** DOCUMENT TEXT follows **
Retina

Specialty of Ophthalmology

What is the retina?

The retina is a thin layer of tissue on the back wall of the eye made up of different cells (retinal pigment epithelium, nerve cells and photoreceptor cells). The photoreceptor cells (cones and rods) react to light, and send electrical signals to the brain, which interprets these signals as vision. The retina is therefore the thing that allows us to see.

The retina, along with the optic nerve, develops in the embryo as part of the brain tissue, making it part of the central nervous system. Being a nervous tissue, the retina doesn’t have the ability to regenerate itself.

What does the retina do?

The retina is responsible for our vision. The photoreceptor cells (cones and rods) react to light entering the eye, releasing chemicals, which in turn trigger a nerve impulse, which is sent to the cerebral cortex via the optic nerve. The pattern of light hitting the photoreceptor cells triggers a unique set of electrical signals, which are interpreted by the brain as an image.
** End of DOCUMENT TEXT **
** AVAILABLE DATA follows **
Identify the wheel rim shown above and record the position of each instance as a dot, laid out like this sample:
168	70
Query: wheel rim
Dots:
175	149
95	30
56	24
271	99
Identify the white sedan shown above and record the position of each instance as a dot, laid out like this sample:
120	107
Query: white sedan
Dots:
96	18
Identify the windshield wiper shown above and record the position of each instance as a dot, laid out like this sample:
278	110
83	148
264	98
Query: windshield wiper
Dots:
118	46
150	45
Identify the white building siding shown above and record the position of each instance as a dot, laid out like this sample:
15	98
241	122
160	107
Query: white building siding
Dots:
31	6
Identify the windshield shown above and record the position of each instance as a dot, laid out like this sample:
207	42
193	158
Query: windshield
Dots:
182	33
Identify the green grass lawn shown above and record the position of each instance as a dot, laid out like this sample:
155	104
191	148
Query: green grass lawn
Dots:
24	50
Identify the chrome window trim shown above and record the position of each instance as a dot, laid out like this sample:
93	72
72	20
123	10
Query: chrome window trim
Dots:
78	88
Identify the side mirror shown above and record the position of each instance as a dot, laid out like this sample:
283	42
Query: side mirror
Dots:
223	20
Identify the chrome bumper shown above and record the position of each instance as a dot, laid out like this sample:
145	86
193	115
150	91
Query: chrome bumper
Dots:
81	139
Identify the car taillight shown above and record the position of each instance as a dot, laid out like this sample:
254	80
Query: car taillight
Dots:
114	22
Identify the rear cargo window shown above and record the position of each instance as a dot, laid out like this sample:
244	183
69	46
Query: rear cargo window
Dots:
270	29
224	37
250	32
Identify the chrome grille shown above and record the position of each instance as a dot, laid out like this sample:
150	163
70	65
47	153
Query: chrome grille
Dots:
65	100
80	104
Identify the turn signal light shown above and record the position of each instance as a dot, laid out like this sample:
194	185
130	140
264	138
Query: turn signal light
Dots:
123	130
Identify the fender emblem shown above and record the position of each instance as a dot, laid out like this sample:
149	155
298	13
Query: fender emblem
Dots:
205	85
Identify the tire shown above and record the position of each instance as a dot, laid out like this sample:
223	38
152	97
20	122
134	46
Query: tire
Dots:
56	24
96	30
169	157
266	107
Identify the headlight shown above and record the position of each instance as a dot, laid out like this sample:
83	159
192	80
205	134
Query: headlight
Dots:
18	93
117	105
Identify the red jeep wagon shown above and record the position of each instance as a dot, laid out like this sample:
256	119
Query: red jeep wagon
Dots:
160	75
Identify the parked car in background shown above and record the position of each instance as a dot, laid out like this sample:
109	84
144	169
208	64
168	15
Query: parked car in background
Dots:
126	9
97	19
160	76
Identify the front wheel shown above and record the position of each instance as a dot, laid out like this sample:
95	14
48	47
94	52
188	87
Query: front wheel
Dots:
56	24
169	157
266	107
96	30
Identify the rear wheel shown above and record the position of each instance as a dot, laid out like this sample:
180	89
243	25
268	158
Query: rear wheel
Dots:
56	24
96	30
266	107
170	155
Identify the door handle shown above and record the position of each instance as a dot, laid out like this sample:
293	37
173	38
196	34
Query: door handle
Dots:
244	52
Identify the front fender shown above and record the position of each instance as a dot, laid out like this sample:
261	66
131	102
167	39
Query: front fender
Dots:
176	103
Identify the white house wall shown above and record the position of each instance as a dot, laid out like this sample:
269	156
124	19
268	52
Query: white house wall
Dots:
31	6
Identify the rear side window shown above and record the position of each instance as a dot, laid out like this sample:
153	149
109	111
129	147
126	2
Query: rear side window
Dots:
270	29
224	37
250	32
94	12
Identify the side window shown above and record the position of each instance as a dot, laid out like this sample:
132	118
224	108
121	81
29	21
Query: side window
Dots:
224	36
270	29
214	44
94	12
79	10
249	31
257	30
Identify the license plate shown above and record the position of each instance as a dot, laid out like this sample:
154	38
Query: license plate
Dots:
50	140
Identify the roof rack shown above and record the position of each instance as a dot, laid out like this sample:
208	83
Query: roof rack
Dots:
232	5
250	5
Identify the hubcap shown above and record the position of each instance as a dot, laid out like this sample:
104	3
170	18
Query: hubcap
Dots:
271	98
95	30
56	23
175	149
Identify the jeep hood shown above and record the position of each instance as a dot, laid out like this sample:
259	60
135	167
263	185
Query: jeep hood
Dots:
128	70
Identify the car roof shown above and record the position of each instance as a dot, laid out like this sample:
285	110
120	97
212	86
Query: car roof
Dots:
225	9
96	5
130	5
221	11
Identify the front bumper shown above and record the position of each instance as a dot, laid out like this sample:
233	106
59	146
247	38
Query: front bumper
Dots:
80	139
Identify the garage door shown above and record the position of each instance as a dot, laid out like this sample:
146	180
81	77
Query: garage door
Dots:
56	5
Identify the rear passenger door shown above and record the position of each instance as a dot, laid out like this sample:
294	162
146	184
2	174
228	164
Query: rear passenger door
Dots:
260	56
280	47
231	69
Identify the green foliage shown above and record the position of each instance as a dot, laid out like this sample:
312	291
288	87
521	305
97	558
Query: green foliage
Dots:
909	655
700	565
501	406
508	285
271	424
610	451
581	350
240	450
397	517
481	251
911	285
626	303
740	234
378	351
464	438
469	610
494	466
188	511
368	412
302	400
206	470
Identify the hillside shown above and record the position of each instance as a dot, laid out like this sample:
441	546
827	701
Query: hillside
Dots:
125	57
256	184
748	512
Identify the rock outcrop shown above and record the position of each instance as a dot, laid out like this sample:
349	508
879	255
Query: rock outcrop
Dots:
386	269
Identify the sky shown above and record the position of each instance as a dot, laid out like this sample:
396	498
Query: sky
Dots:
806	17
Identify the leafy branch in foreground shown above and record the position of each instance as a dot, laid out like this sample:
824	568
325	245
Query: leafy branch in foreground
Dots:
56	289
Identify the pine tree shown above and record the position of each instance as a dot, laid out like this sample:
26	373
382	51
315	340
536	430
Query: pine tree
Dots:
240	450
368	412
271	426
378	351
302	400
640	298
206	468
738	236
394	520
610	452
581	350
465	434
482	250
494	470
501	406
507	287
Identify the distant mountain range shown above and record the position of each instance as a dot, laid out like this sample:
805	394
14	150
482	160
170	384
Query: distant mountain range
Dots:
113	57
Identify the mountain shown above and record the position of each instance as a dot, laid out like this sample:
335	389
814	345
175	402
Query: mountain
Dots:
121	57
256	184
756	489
** End of AVAILABLE DATA **
## WHAT YOU SHOULD DO
Pick up the retina text from where it stops and continue it. The items were gathered from a different source than the text on the retina.

## ANSWER BOX
Rod cells function well in low light, providing us with our night vision. They contribute little to colour vision, which is why we find it difficult to distinguish colours in darkness. They tend to be concentrated around the edge of the retina and are also used for peripheral vision.

Cone cells, on the other hand, are less sensitive to light, making them of little use in low-light conditions. However, they are responsible for our colour vision. Most people have three kinds of cone cell. Each type is sensitive to a different visible wavelengths of light, giving us trichromatic vision. The mixture of signals sent by the different cone cells being stimulated to different degrees creates the mixture of colours we can perceive. Some people are born with only two types of cone cells, limiting the range of colours they can perceive, causing them to easily confuse colours that appear different to someone with all three types of cone cell.

What conditions can affect it?

Retinal conditions can affect your eyesight with different degrees of severity. They can be either acquired or inherited:

  • Diabetic retinopathy – diabetes causes the capillaries that supply the retina to leak fluid into or under the retina, leading to swelling and distorted vision.
  • Retinal tear – when the gel-like vitreous inside the eye shrinks it can tug at the retina, and sometimes this can cause a tear.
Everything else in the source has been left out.